## Pointing and labeling records
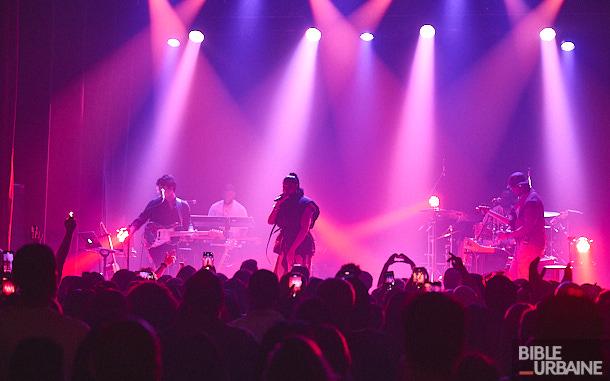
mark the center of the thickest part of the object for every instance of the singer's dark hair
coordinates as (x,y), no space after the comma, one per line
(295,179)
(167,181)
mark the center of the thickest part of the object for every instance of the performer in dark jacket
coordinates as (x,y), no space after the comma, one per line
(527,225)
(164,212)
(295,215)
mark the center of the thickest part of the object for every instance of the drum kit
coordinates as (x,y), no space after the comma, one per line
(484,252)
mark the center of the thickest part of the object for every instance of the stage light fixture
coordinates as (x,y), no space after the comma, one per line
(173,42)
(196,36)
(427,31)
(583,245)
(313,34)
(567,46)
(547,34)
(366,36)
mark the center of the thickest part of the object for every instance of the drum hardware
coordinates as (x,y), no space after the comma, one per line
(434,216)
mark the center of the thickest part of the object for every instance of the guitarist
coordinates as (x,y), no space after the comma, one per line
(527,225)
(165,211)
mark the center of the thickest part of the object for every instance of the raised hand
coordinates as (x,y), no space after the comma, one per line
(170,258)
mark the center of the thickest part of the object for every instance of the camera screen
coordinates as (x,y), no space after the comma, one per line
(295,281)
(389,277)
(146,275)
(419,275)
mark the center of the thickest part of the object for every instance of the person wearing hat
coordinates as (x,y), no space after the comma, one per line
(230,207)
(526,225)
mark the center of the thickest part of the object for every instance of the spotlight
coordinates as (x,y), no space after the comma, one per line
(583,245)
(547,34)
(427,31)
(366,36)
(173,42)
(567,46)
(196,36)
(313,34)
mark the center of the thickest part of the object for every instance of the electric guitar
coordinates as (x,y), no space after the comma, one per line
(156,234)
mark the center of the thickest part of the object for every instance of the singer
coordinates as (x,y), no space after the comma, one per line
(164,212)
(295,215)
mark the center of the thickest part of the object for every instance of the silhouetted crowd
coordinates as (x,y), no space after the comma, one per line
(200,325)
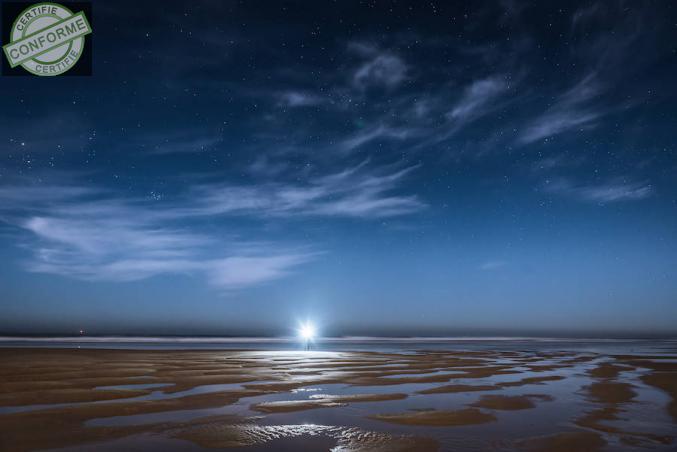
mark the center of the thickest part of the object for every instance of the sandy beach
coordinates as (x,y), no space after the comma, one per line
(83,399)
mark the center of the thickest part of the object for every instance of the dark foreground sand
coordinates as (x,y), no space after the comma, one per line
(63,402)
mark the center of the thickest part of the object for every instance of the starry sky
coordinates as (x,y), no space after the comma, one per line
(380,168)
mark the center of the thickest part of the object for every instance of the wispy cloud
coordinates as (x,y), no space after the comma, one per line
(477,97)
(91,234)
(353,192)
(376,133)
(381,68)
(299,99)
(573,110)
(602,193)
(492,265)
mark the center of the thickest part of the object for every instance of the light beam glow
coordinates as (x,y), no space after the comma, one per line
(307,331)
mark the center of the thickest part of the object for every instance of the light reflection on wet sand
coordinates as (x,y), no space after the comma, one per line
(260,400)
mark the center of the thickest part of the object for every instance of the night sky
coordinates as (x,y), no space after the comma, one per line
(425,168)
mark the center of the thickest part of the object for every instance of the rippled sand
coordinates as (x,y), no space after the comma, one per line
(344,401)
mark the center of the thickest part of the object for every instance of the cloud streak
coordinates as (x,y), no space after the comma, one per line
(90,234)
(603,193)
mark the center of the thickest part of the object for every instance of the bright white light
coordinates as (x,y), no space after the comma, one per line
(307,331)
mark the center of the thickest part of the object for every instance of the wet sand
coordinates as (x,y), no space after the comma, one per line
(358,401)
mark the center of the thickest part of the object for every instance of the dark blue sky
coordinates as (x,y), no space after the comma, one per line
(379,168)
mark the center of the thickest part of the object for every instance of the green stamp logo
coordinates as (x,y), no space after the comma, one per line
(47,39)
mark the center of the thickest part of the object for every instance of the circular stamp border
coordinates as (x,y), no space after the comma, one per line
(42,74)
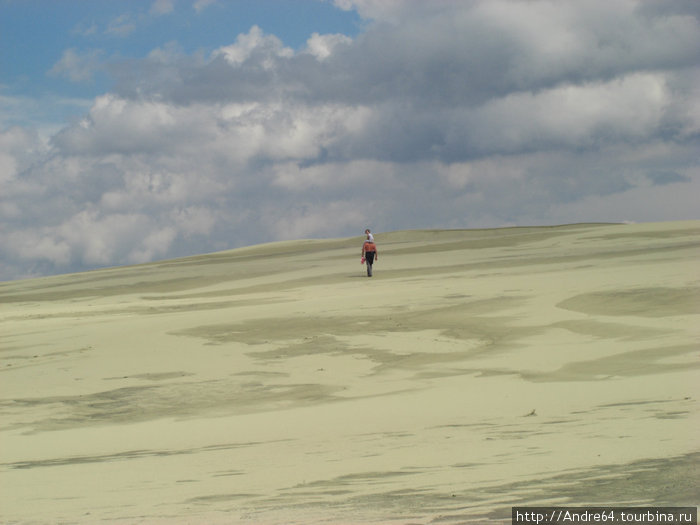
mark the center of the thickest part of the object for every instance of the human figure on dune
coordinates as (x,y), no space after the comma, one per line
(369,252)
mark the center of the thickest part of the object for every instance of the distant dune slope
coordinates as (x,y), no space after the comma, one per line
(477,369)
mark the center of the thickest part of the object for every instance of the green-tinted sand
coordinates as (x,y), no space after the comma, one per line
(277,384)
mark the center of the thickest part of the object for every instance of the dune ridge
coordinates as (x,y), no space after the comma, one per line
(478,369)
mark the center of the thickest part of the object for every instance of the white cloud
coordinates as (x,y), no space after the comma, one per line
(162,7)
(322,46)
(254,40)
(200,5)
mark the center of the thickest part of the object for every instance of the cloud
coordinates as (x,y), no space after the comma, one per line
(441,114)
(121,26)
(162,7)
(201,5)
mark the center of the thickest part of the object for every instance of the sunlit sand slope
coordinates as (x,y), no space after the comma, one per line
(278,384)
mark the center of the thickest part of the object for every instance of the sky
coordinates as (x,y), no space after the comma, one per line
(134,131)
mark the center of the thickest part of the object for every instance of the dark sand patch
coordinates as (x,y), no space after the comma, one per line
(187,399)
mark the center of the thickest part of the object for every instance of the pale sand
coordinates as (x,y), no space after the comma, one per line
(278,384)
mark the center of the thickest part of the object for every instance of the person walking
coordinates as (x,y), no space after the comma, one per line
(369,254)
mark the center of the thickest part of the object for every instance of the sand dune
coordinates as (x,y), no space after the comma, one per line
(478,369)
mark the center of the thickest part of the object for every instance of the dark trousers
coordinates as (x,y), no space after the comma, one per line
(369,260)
...
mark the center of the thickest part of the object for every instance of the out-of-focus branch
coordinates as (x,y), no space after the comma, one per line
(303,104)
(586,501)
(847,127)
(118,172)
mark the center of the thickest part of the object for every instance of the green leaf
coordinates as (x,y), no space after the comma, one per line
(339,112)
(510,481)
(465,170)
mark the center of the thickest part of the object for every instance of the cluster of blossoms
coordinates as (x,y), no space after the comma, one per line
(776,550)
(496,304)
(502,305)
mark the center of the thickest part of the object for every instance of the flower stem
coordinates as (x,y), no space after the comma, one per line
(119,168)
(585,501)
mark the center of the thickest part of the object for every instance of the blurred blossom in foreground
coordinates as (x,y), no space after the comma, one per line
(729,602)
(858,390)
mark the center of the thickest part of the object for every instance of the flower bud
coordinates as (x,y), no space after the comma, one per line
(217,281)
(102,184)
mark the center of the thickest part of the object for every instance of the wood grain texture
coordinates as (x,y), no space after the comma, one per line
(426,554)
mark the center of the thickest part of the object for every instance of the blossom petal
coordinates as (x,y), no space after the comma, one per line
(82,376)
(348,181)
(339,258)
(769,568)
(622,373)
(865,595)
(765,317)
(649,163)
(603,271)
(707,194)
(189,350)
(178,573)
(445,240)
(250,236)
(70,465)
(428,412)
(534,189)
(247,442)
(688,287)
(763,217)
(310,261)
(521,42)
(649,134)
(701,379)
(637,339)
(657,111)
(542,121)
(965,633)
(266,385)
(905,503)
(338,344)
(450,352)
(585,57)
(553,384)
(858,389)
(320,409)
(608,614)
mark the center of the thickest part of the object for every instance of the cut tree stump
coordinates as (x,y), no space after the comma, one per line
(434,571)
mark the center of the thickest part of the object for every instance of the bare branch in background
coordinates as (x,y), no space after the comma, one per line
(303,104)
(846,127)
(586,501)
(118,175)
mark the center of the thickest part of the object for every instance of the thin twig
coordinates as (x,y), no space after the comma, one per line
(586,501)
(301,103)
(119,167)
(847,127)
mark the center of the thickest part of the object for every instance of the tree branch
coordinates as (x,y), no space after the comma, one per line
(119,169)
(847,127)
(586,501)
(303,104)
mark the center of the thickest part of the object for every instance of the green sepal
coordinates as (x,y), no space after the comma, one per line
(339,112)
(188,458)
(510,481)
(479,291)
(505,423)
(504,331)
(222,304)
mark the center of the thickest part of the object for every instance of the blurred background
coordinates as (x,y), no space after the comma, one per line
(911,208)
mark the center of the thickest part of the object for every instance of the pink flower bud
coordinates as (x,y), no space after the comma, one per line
* * *
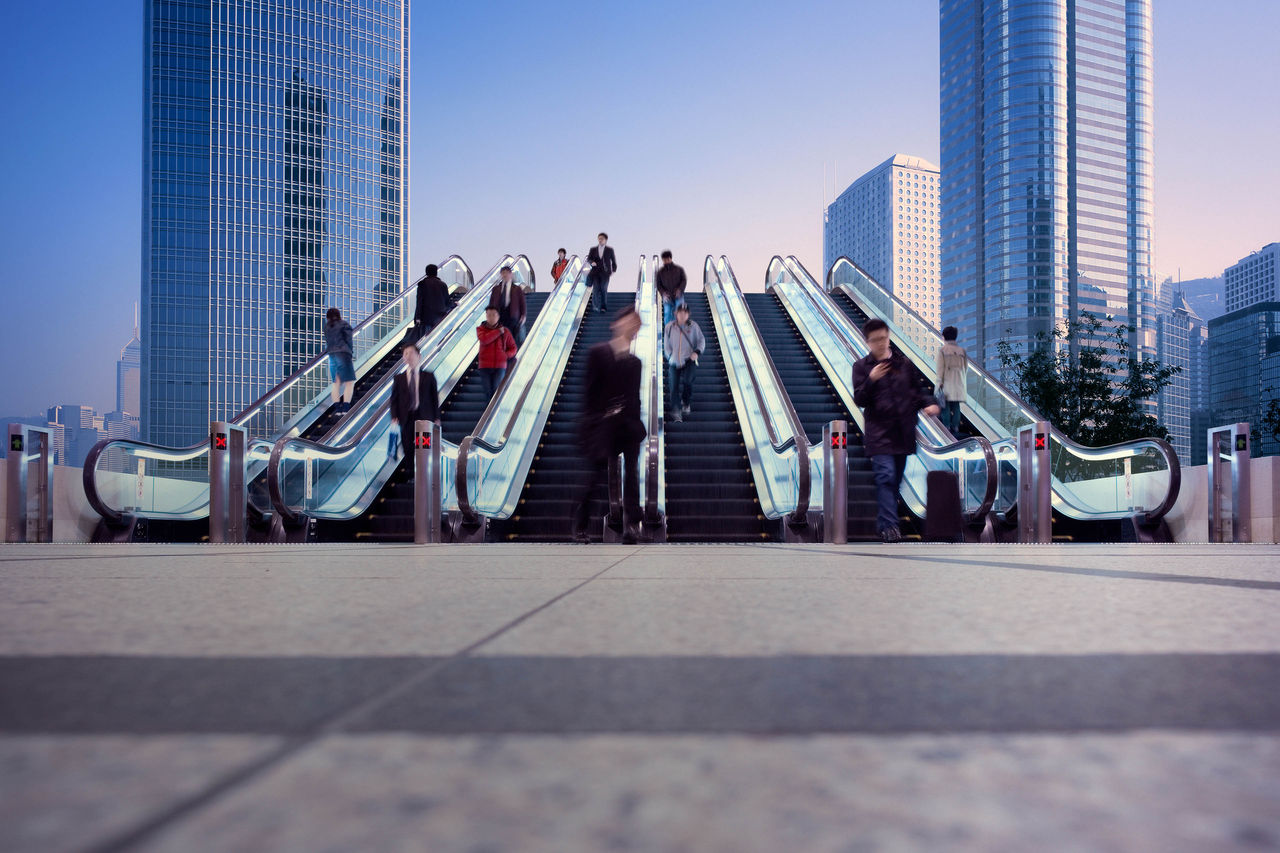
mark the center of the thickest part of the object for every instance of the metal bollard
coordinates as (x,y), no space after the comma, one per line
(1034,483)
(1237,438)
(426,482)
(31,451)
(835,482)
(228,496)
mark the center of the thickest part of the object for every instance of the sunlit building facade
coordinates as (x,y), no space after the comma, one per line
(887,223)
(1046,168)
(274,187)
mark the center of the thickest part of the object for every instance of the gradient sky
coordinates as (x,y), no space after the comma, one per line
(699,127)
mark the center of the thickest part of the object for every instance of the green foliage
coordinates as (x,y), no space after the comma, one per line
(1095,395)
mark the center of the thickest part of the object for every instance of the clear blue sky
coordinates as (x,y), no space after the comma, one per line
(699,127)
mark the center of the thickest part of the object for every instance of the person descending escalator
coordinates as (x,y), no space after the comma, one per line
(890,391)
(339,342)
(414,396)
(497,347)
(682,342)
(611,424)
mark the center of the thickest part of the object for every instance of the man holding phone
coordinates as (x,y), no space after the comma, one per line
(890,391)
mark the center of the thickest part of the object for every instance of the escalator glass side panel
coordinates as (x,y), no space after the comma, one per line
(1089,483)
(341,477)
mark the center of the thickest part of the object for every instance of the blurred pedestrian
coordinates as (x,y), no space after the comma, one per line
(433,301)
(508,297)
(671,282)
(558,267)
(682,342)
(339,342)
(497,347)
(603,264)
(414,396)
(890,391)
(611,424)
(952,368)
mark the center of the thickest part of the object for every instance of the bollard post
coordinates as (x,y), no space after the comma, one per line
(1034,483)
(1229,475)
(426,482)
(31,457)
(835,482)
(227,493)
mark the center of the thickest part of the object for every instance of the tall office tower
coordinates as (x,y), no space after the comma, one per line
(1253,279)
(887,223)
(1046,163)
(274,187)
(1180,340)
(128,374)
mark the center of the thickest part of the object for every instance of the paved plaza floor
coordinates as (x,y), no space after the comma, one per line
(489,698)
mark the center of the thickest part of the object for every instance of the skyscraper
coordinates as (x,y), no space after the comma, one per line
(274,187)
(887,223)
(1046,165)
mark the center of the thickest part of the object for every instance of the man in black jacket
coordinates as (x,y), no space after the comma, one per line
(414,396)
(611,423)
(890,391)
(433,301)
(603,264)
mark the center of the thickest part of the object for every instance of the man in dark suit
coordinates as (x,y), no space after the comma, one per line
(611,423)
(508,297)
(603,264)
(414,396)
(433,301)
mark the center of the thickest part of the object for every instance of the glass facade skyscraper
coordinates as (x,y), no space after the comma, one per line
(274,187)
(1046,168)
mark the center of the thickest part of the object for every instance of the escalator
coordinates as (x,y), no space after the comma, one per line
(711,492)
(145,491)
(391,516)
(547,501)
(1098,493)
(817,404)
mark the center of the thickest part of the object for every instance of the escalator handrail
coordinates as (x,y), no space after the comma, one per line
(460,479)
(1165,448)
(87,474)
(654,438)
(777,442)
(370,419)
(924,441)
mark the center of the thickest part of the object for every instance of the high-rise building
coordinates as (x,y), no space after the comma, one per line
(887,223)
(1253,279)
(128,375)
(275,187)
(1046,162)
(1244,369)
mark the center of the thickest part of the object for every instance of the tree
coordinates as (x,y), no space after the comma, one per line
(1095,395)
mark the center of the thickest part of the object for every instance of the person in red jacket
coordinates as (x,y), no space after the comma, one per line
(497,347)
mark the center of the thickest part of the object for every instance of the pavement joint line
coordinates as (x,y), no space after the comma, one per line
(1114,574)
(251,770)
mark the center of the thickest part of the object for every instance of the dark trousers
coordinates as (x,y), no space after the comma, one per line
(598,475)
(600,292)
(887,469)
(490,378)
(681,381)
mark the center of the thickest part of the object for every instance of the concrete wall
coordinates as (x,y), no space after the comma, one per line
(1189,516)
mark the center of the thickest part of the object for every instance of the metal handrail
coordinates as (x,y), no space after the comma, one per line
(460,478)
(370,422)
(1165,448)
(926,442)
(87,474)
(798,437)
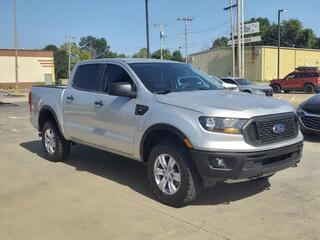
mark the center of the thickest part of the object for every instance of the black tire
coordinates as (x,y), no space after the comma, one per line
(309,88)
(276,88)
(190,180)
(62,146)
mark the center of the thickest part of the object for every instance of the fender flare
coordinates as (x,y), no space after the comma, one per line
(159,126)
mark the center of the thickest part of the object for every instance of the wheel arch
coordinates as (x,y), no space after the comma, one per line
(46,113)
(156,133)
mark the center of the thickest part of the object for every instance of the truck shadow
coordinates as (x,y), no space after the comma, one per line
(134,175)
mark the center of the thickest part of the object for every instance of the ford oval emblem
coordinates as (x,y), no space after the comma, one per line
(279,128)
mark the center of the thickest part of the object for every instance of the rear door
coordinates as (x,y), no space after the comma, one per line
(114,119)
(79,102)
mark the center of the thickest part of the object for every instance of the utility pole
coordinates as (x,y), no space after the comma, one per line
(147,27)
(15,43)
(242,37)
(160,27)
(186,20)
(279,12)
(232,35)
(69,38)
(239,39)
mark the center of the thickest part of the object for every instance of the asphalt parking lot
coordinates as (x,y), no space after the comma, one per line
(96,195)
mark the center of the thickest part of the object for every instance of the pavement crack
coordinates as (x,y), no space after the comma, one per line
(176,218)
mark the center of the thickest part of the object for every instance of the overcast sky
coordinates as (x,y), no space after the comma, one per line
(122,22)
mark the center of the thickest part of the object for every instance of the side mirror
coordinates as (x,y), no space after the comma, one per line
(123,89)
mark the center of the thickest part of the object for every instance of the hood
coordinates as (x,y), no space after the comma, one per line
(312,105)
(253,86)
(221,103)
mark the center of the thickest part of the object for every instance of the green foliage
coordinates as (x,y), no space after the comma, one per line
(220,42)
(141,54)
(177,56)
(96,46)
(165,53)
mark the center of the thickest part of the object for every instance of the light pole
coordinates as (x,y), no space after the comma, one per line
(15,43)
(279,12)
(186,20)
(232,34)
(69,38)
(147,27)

## TASK TO CARRY OUT
Count the lines of the records above that contain the string "glass". Give only the number.

## RESPONSE TO THE EXERCISE
2